Data records
+ + +

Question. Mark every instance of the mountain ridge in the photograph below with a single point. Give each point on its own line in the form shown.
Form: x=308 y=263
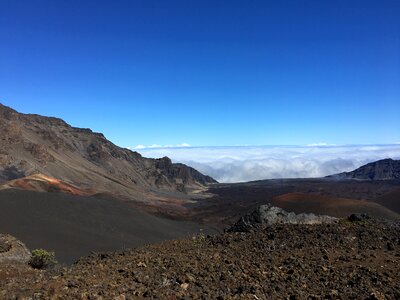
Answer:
x=384 y=169
x=33 y=144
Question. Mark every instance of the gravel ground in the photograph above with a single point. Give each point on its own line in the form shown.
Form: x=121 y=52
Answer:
x=347 y=260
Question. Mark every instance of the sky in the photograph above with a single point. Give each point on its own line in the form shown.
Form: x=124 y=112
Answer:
x=247 y=163
x=207 y=73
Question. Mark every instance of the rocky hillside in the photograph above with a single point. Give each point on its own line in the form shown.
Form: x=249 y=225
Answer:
x=350 y=259
x=33 y=144
x=385 y=169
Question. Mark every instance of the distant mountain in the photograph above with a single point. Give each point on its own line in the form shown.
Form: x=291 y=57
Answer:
x=385 y=169
x=58 y=154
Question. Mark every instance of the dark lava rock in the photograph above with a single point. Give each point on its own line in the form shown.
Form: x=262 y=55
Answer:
x=359 y=217
x=267 y=215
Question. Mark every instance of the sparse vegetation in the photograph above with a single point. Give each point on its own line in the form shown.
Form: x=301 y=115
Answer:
x=42 y=259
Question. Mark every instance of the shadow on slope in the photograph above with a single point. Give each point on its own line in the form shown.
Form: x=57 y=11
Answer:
x=74 y=226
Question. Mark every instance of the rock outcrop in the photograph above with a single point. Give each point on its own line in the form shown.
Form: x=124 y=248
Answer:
x=385 y=169
x=33 y=144
x=13 y=250
x=268 y=215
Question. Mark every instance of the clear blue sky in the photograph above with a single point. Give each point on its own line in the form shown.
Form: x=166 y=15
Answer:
x=207 y=72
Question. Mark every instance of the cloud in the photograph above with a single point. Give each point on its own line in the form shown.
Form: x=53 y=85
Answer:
x=160 y=146
x=245 y=163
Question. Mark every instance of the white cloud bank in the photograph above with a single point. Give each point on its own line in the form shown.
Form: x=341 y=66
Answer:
x=238 y=164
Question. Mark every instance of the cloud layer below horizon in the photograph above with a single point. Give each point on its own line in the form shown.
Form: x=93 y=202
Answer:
x=239 y=164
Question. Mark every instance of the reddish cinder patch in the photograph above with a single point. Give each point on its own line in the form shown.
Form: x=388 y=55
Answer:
x=44 y=183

+ + +

What is required
Word for word, repeat all of the entries above, leaving out the pictures.

Result of this task
Question. Mark every instance of the mountain ridge in the photograph below with a single point. Give each point on its own line in the form shown.
Form: x=308 y=263
Answer:
x=384 y=169
x=33 y=144
Question. Mark every instance of the gravel ground in the photograph above with a single point. Give each point on its own line in the form shown.
Form: x=121 y=52
Answer:
x=347 y=260
Question. Mark every instance of the sky in the photograph above with a single point. Give each point on its own line in the form shown.
Form: x=124 y=112
Answer:
x=247 y=163
x=207 y=73
Question. Mark every instance of the rocky hillside in the photograph above with a single point. Give each point on its own line in the form shown.
Form: x=249 y=225
Answer:
x=350 y=259
x=33 y=144
x=385 y=169
Question. Mark every instance of the distant mountain in the photograph above with a single point. Give each point on its own line in the form shown.
Form: x=291 y=57
Answer:
x=385 y=169
x=58 y=154
Question. Mark every instance of the dark lava rock in the photograph above with a single point. Give each point on its own line in the form shown.
Form: x=262 y=55
Answer:
x=359 y=217
x=267 y=215
Question. Mark every instance of the sparse vegetation in the photograph above with a single point. Give each point on its own line in the form shown.
Form: x=301 y=115
Answer:
x=42 y=259
Question. Mark every instance of the shadow on slope in the photograph above with a single point. Give each point on its own line in the form shown.
Form: x=57 y=11
Answer:
x=74 y=226
Question. Mark every instance of the rock outcrop in the photograph above with a single point. Give each point on its own line in the form shown.
Form: x=124 y=248
Answer:
x=385 y=169
x=33 y=144
x=13 y=250
x=268 y=215
Question. Mark every instance of the clear blue sky in the photograph above with a single point. Give each point on its own line in the form shown.
Form: x=166 y=15
Answer:
x=207 y=72
Question. Mark every instance of the cloud in the photograph above with a single point. Give each point on its own line in the form shown.
Form: x=53 y=85
Answer:
x=160 y=146
x=245 y=163
Question. Mark every instance of the white cloud bank in the photograph above with a single point. Give each point on its own line in the form shown.
Form: x=341 y=66
Answer:
x=238 y=164
Question. Mark every instance of the cloud layer below horizon in the photograph above with a single point. Give each point on its own line in the form shown.
Form: x=93 y=202
Answer:
x=239 y=164
Question. Mark every instance of the reddish cinder patch in the photograph above with a single point. Give each point on its own line in the form shown.
Form: x=388 y=55
Answer:
x=44 y=183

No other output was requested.